Reproduce all of the material below word for word, but leave the pictures out of your copy.

Start of Records for this exercise

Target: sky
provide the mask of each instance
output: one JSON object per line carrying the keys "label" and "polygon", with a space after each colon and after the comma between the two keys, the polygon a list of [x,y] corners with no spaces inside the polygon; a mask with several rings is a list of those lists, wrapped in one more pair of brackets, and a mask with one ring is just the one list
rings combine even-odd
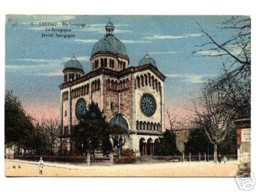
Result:
{"label": "sky", "polygon": [[[191,111],[190,100],[199,96],[203,83],[218,75],[218,57],[192,55],[199,45],[208,41],[204,30],[221,42],[234,35],[216,26],[230,18],[225,16],[7,15],[5,37],[5,89],[12,90],[27,112],[36,118],[59,117],[62,70],[73,56],[85,73],[91,70],[89,58],[94,44],[104,37],[109,18],[115,34],[125,45],[130,65],[137,66],[146,52],[166,77],[165,107],[178,118]],[[84,27],[40,26],[40,22],[86,24]],[[33,22],[33,25],[31,25]],[[52,32],[46,28],[70,29]],[[42,37],[42,34],[73,34],[74,37]],[[231,50],[235,52],[236,50]]]}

End of Records for this exercise

**Written answer:**
Target: sky
provide the mask of each instance
output: one JSON object per line carrying the keys "label" and "polygon", with a space after each colon and after the comma between the two keys, the polygon a list of [x,y] corners with no spaces inside the polygon; a mask with several rings is a list of those lists, wrapped in one more pair of brackets, and a mask with one ring is just the one list
rings combine even-odd
Result:
{"label": "sky", "polygon": [[[191,111],[190,100],[199,96],[203,83],[218,75],[218,57],[192,55],[199,45],[208,41],[204,30],[221,42],[234,35],[216,26],[230,18],[225,16],[7,15],[5,37],[5,89],[12,90],[27,112],[36,118],[59,117],[62,70],[73,56],[85,73],[91,70],[89,58],[94,44],[104,37],[109,18],[115,34],[125,45],[130,65],[137,66],[146,52],[166,77],[165,107],[178,118]],[[84,27],[40,26],[40,22],[86,24]],[[33,22],[33,25],[31,25]],[[52,32],[46,28],[70,29]],[[42,37],[42,34],[73,34],[74,37]],[[231,50],[235,52],[236,50]]]}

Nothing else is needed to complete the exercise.